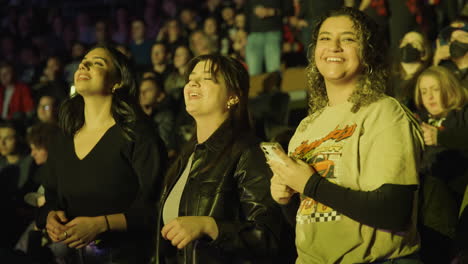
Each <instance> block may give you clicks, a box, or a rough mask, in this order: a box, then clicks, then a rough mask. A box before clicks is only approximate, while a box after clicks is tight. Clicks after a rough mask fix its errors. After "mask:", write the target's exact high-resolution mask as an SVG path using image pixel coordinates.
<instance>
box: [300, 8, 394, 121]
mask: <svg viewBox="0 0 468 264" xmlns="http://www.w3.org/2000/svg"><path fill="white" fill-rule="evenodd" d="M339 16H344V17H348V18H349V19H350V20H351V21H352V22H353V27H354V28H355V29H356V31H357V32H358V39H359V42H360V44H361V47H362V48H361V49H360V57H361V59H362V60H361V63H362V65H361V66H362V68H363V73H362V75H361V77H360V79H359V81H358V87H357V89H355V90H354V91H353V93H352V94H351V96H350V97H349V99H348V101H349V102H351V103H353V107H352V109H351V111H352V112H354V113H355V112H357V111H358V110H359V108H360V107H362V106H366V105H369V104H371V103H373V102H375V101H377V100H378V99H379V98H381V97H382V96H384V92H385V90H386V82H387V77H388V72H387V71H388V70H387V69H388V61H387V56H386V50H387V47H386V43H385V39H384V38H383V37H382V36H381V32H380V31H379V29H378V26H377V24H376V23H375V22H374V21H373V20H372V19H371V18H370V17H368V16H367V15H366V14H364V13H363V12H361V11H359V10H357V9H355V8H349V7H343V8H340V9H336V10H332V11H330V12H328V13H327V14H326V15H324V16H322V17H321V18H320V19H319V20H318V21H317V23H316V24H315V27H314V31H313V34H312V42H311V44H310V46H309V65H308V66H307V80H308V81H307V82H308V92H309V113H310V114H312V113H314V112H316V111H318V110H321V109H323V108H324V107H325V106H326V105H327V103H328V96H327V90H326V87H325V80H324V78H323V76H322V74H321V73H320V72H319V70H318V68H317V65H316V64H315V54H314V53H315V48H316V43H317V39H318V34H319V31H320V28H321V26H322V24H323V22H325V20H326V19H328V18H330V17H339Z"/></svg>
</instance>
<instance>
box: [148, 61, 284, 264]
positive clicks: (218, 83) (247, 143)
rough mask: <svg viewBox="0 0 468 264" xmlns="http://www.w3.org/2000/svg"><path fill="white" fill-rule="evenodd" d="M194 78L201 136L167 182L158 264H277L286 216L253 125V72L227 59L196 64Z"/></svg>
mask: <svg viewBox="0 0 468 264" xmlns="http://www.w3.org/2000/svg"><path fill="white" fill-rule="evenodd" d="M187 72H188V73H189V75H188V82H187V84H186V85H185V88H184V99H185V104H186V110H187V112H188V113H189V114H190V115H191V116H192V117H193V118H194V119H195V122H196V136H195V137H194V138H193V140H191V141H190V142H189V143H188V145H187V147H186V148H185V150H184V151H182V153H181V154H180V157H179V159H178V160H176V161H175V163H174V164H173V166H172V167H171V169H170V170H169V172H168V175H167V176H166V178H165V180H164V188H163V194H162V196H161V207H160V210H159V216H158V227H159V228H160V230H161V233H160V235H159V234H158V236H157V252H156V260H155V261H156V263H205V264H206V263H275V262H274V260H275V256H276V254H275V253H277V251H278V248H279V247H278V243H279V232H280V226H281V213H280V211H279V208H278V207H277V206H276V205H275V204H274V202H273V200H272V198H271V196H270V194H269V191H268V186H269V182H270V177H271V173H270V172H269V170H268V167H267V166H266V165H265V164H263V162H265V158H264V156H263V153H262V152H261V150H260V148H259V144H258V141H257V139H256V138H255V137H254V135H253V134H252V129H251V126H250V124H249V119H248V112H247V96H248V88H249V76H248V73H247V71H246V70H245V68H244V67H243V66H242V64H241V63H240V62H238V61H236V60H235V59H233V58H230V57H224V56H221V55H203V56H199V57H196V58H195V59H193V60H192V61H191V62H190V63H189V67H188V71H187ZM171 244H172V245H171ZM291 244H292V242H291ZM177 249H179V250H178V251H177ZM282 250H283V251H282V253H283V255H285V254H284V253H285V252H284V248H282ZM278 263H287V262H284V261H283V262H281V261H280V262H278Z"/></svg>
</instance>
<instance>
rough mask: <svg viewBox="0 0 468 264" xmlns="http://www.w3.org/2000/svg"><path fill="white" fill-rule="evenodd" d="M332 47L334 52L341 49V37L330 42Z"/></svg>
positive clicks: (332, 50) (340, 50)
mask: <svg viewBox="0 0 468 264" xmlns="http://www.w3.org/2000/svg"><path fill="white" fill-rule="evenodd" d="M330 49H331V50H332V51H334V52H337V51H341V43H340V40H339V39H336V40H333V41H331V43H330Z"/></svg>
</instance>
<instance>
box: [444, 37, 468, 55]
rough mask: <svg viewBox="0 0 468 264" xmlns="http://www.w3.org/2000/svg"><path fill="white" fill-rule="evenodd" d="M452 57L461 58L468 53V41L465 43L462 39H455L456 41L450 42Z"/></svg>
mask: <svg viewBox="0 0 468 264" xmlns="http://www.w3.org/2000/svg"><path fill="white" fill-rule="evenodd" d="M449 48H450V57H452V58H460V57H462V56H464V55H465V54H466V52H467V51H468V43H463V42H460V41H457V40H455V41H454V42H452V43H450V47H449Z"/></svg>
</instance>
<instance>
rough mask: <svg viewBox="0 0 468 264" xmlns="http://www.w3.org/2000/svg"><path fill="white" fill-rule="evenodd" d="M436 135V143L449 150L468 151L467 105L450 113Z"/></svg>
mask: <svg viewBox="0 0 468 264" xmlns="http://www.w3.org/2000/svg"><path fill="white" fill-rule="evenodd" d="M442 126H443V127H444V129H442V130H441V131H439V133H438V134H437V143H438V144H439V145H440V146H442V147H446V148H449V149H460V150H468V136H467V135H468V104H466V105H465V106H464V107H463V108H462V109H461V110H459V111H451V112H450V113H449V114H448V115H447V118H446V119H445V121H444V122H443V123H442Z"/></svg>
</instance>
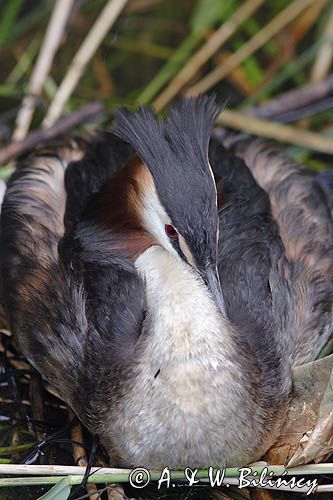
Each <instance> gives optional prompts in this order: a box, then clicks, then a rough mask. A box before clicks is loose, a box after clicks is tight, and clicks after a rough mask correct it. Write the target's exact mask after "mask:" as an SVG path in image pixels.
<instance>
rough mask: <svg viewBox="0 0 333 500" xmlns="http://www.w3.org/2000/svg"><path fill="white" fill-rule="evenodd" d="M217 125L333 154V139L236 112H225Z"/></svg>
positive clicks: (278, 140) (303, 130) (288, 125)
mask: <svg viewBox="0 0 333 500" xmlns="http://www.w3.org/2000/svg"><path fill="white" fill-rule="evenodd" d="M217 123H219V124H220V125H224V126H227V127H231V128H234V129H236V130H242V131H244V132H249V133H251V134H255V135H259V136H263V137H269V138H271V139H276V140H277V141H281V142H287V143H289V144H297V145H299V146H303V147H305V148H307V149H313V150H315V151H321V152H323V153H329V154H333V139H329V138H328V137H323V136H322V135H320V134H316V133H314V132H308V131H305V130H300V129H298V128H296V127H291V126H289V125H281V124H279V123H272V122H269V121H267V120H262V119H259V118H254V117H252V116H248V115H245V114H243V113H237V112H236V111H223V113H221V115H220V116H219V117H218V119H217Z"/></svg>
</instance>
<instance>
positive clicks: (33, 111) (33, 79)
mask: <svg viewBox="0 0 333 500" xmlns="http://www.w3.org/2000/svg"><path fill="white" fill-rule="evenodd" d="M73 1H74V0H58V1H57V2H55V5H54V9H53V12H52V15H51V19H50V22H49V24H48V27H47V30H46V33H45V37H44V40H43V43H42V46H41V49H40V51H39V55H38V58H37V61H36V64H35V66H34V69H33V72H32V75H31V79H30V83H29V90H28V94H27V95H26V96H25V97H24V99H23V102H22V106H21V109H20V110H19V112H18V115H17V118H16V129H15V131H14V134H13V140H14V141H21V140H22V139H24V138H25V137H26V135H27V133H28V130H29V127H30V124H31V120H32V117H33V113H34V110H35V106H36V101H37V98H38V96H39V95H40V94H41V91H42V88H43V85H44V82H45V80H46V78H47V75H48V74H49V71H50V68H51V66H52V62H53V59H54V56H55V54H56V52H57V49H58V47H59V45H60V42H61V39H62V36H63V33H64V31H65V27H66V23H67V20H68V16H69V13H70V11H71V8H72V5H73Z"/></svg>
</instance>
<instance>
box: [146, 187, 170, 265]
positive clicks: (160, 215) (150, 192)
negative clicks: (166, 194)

-*-

### TASK DESCRIPTION
Every line above with the string "order" in it needs to be copied.

### TASK RESPONSE
Each <instance> block may give you clicks, a box, or a rough mask, in this order: a box, then clicks, then a rough mask. A box before clicks is only approximate, while a box after clicks is tight. Clicks after a rough mask fix its errors. After "mask:", write the target's exact high-resolution mask as an SVG path using image pixel coordinates.
Each <instance> gives optional prompts in this order: a box, then clicks, then a rough mask. A box before clicks is loose, a box after clicks is tight, and clicks after a rough mask correct it. Write the target's exact mask after "mask:" as an SVG path in image pixels.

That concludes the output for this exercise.